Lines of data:
*****

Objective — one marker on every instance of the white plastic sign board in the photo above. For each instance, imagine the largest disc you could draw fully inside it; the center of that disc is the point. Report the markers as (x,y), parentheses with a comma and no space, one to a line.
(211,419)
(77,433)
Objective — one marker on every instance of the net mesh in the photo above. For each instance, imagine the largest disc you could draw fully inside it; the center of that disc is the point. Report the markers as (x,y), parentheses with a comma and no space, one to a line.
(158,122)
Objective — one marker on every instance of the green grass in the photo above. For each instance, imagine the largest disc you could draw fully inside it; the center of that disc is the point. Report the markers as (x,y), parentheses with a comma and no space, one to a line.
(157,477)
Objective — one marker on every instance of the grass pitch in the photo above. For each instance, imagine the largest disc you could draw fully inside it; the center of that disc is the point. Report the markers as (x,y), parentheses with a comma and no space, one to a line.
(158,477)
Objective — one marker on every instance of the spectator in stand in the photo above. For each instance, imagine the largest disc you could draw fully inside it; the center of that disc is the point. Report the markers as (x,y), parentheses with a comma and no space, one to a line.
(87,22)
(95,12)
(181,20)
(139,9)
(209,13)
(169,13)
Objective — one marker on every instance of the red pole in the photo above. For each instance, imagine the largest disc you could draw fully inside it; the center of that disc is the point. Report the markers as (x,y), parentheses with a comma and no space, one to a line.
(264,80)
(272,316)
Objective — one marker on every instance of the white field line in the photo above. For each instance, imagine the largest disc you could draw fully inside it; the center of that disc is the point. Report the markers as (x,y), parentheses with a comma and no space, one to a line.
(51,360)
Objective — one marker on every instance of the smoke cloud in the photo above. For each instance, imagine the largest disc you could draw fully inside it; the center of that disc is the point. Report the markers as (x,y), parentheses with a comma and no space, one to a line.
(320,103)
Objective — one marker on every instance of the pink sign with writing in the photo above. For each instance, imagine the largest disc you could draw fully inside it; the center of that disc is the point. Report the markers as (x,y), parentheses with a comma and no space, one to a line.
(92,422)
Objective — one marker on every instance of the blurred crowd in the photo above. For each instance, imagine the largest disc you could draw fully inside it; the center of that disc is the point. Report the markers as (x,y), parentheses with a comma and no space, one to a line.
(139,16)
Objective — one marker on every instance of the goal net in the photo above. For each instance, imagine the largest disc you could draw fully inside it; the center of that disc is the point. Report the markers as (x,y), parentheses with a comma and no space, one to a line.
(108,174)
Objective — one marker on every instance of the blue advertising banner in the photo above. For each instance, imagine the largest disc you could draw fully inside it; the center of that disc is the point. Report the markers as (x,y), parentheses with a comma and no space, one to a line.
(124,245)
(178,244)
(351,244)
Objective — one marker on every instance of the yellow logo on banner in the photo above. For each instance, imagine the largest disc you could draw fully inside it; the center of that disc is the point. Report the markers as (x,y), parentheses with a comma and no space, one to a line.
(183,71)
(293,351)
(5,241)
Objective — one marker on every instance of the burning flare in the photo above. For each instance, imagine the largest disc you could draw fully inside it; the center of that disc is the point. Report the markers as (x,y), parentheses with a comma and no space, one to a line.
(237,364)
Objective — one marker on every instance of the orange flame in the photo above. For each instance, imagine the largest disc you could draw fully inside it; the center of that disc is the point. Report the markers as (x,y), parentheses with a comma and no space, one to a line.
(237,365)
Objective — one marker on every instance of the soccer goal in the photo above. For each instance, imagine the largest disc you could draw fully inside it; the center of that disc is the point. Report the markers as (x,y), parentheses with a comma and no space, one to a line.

*****

_Goal_
Copy out unchanged the lines starting at the one that contains "Objective — one marker on every instance of the yellow" and ending at the last line, including both ends.

_Result for this task_
Objective — one marker on every instance of the yellow logo on banner in the photo above. For each instance, imagine the largest disc you could draw fully inside it; the center of that disc is the point. Report the markers as (x,y), parentheses with a comma and no space, one to a line.
(183,71)
(293,351)
(5,241)
Objective — one marker on every instance of the burning flare in the photo above. For each instance, imagine the largest disc you could draw fully inside it; the center of that disc is the point. Report the markers as (x,y), parentheses with a comma and no space, one to a line.
(237,364)
Objective — one marker on every instance of the orange flame in the photo above. For each instance, imagine the largest disc you could draw fully inside it; the center of that disc is the point. Report the markers as (x,y), parentheses with a comma and no space, one to a line.
(237,365)
Objective — one marker on every instance of the soccer goal in the photo above. For each instance, imagine the largest disc you could draw fully inside it; the center of that disc is the point. Report the markers as (x,y), parentheses with a comma and no space, one to a line.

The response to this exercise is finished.